# WHAT THE TASK ASKS
Which lines of the entries below run from the one holding "target | gabled roof" to the one holding "target | porch railing", inclusive? Set down exactly those lines and no others.
:: AVAILABLE DATA
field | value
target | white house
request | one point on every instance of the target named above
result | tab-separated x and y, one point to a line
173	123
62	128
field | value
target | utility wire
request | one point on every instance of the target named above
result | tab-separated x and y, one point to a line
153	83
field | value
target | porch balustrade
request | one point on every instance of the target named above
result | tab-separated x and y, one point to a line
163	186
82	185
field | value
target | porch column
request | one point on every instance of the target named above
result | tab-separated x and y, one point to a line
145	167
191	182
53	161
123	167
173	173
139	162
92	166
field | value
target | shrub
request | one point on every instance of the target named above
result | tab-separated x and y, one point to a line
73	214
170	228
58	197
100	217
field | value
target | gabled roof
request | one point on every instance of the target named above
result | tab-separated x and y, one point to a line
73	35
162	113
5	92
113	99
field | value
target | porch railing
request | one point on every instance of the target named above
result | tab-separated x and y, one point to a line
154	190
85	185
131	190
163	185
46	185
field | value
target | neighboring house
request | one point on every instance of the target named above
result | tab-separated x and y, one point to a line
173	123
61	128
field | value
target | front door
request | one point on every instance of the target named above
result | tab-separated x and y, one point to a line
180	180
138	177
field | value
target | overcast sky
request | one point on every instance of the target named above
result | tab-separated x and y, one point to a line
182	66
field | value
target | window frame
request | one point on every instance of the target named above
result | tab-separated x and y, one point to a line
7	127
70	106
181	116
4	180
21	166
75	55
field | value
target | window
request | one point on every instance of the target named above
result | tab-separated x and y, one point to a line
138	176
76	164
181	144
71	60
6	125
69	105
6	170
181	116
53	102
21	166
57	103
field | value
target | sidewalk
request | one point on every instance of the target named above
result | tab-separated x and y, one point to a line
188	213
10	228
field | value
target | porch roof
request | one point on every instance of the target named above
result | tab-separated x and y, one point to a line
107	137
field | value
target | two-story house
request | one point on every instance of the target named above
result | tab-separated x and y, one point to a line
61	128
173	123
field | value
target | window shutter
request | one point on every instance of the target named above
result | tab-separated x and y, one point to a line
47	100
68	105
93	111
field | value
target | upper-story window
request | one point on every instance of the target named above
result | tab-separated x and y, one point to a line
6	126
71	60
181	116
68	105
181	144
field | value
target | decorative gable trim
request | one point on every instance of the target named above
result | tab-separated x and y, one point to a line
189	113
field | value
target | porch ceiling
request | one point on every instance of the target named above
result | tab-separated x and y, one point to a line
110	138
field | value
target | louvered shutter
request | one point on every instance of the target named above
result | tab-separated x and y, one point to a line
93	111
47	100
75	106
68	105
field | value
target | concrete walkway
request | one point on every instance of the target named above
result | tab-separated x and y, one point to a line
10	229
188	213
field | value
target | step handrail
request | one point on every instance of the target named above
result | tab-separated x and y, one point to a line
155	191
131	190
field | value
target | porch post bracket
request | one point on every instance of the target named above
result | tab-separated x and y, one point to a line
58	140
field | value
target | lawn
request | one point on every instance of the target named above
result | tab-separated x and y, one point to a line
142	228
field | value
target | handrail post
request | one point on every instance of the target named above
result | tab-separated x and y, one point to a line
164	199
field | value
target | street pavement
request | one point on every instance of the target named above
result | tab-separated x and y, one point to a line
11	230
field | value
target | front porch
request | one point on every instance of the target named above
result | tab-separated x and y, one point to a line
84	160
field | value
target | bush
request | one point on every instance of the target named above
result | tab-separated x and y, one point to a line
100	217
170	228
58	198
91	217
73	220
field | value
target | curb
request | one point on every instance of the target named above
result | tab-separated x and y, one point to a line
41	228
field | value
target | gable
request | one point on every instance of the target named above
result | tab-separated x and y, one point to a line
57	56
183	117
::::
# RESULT
target | gabled roof
request | one point on every instance of the target named above
result | tab-separated x and y, one point to a line
73	35
162	113
5	92
113	99
field | value
target | porch railing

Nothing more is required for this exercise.